**Source text**.
○ ○ ○ ○ ○
A few years ago, London’s first gallery based entirely around mental health opened. Outsider Gallery offers music and therapy sessions, showcasing work by the mentally ill.
The outcome has been successful - a hub of vibrant and personal artwork, live performance and therapy for those in need and those there to observe. In our current time, the NHS has low funds for mental health services and patients will be put on long waiting lists, controversial medications and generally dismissed.
So should this form of therapy and expression be more commonly used? After all, mentally ill artists usually create fascinating work… and it’s helping them in the process.
Vincent Van Gogh is one of the most famous artists in history. His experience with mental health is also commonly known about, and his own suicide. What isn’t discussed as commonly about Van Gogh, or other mentally ill artists work such as Edvard Munch, who painted The Scream, is how their creative portrayal of mental health can be a fantastic way of venting - something universally beneficial.
But wait… you can't sing? Can’t draw? A skill for watercolour painting or a sense of rhythm isn’t necessary to find art or music therapy helpful. The ritual of putting mind to paper can be very good for you. Visual stimulation and imaginative thinking are healthy for the brain, along with the fact that creative arts are generally relaxing and enjoyable. A few minutes escape from busy thoughts by channelling them onto something else, can improve your whole day.
The many talented artists who show their struggle through art are sharing their thoughts openly. Others can view, listen, analyse and understand. The pain, emotion and fear of mental illness is projected into something constructive, communal, and harmless. This is a good way for those who are suffering to release suppressed and secretive feelings. It’s also a fantastic way for others to learn and develop an understanding of what they are going through, in a world where the mentally ill are still excluded and discriminated against.
Ben Wakeling, the artist who put together Outsider Gallery with Jon Hall, describes the benefits of artistic therapy perfectly - “Communicating visually will always help when it’s difficult to do so verbally.”
Really, it is a beautiful concept to be able to see and hear what’s going on in someone else’s head - an otherwise invisible world in which some feel trapped.
Write, draw, sing, paint it out; you might end up with a masterpiece.
We will, all of us, at some point experience or know someone who will experience mental illness. Music and art are two platforms in which we can all come together, speak without judgement, and make something worthwhile from the hectic struggle in our heads. Creativity and insanity can sometimes work hand in hand.
'The thoughts are unstoppable, but so is the music - it comes to me constantly' - Lady Gaga.
○ ○ ○ ○ ○
**Data for review**.
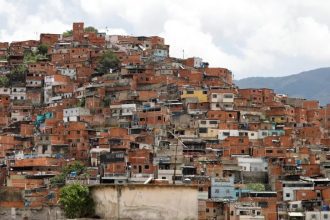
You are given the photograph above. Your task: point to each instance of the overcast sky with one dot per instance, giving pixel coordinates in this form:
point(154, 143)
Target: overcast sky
point(250, 37)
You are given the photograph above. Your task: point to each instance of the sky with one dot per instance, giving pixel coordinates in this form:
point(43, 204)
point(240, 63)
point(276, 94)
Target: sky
point(249, 37)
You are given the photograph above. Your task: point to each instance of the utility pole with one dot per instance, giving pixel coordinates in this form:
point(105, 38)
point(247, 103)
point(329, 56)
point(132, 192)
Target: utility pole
point(175, 159)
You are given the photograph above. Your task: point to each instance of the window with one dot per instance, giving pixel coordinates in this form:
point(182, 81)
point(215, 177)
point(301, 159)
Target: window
point(263, 204)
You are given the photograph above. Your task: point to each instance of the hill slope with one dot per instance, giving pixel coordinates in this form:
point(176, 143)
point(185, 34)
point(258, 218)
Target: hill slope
point(313, 84)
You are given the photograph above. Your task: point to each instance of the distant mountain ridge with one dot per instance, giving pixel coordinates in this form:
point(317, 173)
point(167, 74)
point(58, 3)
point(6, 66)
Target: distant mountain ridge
point(313, 84)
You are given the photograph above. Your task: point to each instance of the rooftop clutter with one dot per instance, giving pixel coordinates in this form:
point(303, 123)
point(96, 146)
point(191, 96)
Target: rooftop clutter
point(131, 113)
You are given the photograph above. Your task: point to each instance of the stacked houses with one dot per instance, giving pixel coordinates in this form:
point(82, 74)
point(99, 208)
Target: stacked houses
point(157, 119)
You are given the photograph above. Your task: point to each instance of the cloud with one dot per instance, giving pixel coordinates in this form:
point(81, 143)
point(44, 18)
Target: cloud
point(252, 38)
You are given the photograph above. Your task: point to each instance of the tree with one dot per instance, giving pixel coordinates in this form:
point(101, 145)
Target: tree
point(59, 180)
point(91, 29)
point(108, 61)
point(76, 201)
point(43, 49)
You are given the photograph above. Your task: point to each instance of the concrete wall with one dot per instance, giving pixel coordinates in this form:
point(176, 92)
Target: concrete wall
point(146, 202)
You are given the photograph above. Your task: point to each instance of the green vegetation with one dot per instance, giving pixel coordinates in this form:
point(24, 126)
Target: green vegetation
point(256, 186)
point(59, 180)
point(76, 201)
point(108, 61)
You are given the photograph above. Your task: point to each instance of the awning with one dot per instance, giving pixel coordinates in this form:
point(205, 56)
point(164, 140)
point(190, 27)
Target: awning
point(296, 214)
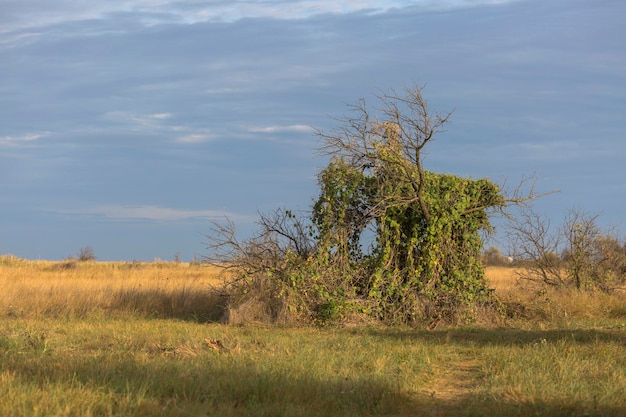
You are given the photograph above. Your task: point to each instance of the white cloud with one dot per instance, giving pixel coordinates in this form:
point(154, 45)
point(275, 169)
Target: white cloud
point(154, 213)
point(17, 140)
point(193, 138)
point(278, 129)
point(141, 121)
point(36, 13)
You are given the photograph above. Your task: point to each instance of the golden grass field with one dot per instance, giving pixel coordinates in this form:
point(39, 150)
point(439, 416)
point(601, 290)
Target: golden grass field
point(134, 339)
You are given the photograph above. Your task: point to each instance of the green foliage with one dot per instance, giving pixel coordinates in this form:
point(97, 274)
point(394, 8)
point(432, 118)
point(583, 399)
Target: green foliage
point(386, 237)
point(417, 263)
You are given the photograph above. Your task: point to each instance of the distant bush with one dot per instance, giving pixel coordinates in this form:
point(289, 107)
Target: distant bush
point(86, 254)
point(577, 254)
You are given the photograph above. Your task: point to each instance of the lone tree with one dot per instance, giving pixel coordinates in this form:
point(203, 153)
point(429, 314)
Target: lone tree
point(386, 237)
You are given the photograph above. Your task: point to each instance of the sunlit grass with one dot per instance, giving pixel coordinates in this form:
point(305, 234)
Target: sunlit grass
point(79, 289)
point(132, 339)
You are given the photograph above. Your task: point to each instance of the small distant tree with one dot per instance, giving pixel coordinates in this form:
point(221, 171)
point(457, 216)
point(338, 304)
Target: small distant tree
point(492, 256)
point(85, 254)
point(577, 254)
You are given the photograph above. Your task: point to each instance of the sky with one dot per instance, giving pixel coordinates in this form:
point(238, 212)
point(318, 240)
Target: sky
point(130, 126)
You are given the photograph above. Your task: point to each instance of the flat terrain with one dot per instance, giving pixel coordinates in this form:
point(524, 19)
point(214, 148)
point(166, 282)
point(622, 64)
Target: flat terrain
point(133, 340)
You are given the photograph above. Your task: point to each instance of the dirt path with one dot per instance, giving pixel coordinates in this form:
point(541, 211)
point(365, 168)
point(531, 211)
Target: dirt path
point(456, 382)
point(450, 390)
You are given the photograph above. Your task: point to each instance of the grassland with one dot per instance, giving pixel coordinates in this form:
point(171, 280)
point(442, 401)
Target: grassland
point(131, 339)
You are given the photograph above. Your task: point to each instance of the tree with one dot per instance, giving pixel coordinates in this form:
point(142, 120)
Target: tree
point(86, 254)
point(386, 237)
point(577, 254)
point(425, 259)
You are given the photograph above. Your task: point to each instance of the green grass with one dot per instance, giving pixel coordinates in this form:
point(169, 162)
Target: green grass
point(98, 339)
point(142, 367)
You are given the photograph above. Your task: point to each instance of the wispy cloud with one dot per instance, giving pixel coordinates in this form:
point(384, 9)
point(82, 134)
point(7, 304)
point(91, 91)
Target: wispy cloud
point(21, 139)
point(280, 129)
point(194, 138)
point(37, 13)
point(149, 212)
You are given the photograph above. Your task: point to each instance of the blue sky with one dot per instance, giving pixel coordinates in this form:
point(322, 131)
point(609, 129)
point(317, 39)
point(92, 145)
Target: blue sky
point(129, 126)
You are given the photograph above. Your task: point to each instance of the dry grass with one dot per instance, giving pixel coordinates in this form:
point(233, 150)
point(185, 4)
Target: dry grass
point(79, 289)
point(540, 303)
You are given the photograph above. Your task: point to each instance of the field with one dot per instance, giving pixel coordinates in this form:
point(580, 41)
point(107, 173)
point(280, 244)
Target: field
point(132, 339)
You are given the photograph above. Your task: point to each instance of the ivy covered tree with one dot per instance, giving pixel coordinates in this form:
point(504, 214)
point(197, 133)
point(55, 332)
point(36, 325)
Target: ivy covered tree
point(387, 237)
point(424, 260)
○ ○ ○ ○ ○
**Required actions**.
[A] Update the art therapy article from "But wait… you" to "your whole day.", changing "watercolour painting" to "oil painting".
[B] According to the art therapy article, who put together Outsider Gallery with Ben Wakeling?

**Exercise solutions**.
[A]
But wait… you can't sing? Can’t draw? A skill for oil painting or a sense of rhythm isn’t necessary to find art or music therapy helpful. The ritual of putting mind to paper can be very good for you. Visual stimulation and imaginative thinking are healthy for the brain, along with the fact that creative arts are generally relaxing and enjoyable. A few minutes escape from busy thoughts by channelling them onto something else, can improve your whole day.

[B] Jon Hall